* **Instructions for the task**: The entries are to be returned exactly, with images left out.

*** Extracted data

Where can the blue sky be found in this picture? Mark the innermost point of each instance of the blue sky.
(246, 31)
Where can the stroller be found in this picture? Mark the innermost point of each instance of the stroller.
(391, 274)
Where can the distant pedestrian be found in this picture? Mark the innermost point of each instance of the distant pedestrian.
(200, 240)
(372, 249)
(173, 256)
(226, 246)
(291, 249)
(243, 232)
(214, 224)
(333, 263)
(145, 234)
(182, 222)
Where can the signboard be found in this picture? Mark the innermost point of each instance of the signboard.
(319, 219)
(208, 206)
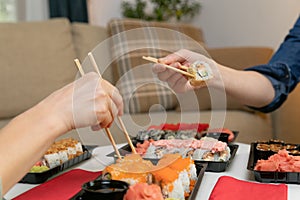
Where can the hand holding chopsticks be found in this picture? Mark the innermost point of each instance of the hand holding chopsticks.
(91, 57)
(155, 60)
(106, 129)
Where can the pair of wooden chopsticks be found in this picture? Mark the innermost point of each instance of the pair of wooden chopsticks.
(92, 60)
(155, 60)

******

* **Answer to the problem**:
Where can the blue sky be found in this picture? Mark the innermost point of each instance of the blue sky.
(246, 31)
Where can the stroller be found in this picture? Mark the innermost point of each instance of the stroller.
(391, 274)
Where can the distant pedestrian be found in this picture? Mark the innermost point of each instance of the distant pedestrian.
(200, 240)
(372, 249)
(173, 256)
(226, 246)
(291, 249)
(243, 232)
(214, 224)
(333, 263)
(145, 234)
(182, 222)
Where can the signboard be found in this picture? Mark the innermost point of each instance of the signboard.
(319, 219)
(208, 206)
Where can the hand holding chopsticks be found in this picture? Mark the innermost point of each instance of the hand holding chopsticks.
(91, 57)
(155, 60)
(106, 129)
Where can the pair of wooden chopsticks be found in this picture? Mark the innermost point of each instance of the pair of wooden chopsticks.
(92, 60)
(155, 60)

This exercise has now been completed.